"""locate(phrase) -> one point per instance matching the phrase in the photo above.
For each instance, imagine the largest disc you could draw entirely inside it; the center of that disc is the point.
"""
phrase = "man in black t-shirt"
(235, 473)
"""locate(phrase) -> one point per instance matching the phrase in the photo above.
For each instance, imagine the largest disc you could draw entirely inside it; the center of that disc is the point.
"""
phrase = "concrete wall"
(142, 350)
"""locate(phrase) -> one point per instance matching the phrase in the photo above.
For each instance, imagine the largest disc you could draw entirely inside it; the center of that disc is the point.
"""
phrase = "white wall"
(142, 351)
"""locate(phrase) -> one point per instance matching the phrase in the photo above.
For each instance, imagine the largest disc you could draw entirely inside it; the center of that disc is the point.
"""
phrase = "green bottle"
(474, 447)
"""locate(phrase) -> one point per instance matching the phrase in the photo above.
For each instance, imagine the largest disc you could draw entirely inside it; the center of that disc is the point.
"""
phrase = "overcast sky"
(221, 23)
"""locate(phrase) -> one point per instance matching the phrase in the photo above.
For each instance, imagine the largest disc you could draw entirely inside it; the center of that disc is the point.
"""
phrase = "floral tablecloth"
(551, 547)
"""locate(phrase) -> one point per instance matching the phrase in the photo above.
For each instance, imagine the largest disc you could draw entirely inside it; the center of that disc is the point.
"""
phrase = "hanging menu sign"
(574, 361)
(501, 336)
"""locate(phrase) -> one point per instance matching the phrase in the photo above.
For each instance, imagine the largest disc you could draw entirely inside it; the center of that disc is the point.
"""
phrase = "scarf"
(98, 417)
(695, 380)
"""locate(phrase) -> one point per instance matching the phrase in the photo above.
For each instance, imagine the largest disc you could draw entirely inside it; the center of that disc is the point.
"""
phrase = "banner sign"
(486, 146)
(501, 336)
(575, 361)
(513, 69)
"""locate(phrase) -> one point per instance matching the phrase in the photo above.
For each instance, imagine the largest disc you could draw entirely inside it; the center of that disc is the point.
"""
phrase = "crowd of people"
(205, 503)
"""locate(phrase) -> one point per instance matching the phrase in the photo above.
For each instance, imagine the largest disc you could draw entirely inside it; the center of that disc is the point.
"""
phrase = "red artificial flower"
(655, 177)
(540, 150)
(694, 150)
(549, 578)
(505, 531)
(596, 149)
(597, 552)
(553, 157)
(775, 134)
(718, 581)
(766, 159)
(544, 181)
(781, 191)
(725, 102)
---------------
■ **Brief**
Keeping every word in place, restate the entries above.

■ **Output for this exercise**
"""locate(phrase) -> one point per instance matching the phrase in the photo above.
For each instance, imagine the largest disc you could draw entirely inside it; the center of that disc is the point.
"""
phrase = "man in black t-shirt"
(235, 473)
"""locate(phrase) -> one point per instance matching the phrase in the photo above.
For each instance, imagine the largest disc you could draw entirely inside it; the center of that disc is the point.
"""
phrase = "concrete wall"
(142, 350)
"""locate(phrase) -> one point per instance matching the phrase in the photo above.
For each instance, imagine the largest disc you could draw entirely inside it; the center of that disc is the point.
"""
phrase = "white wall"
(142, 351)
"""locate(phrase) -> one point per instance matching the phrase in the photo above.
For each instance, imagine the largest disc you could draw entirely inside it; the center of that disc is the point.
"""
phrase = "green bottle"
(474, 447)
"""locate(phrase) -> one point per instance matching the phrase in the photo above.
For each instance, imagine the largest disc you could draw entirely inside it; the center of that disc is the point.
"""
phrase = "overcast sky"
(221, 23)
"""locate(phrase) -> one point per instance matching the phrase in the photo above.
For each instance, imagine the largest disc you could draw entirely inside it; the center of that disc is the point.
"""
phrase = "floral tablecloth"
(551, 547)
"""locate(phrase) -> one point per instance matching the phrase in the photo above.
For each instance, imagine the largest disc you could draw entirely inside it; the center of that disc is the point.
"""
phrase = "hanging menu sign"
(574, 361)
(501, 336)
"""locate(phrase) -> one point per instance matching the phrase in the photo above.
For each instance, imagine the largest disc you could draw entirely inside it; the center of that disc is the point.
"""
phrase = "scarf"
(98, 417)
(695, 380)
"""locate(phrase) -> one point per instance matching the phrase in the photo above.
For each instance, imagine the largest disc you could draw entirely inside it; the center of that disc is the point.
"""
phrase = "banner sign"
(486, 146)
(501, 336)
(575, 361)
(513, 69)
"""locate(phrase) -> one point per instance matching the phrase in the photo above.
For each instance, imagine the largest disc you could draw entirely inside it; the center of that disc is the point.
"""
phrase = "crowd of people"
(205, 503)
"""locate(phrase) -> one point per instance matching the phrase in the photo above.
For each instance, imagine the largest disc you could draw entirely inside it; the center of that disc is the point.
"""
phrase = "red artificial flower"
(655, 177)
(540, 150)
(694, 150)
(549, 578)
(505, 531)
(596, 149)
(597, 552)
(553, 157)
(775, 134)
(718, 581)
(766, 159)
(544, 181)
(781, 191)
(725, 102)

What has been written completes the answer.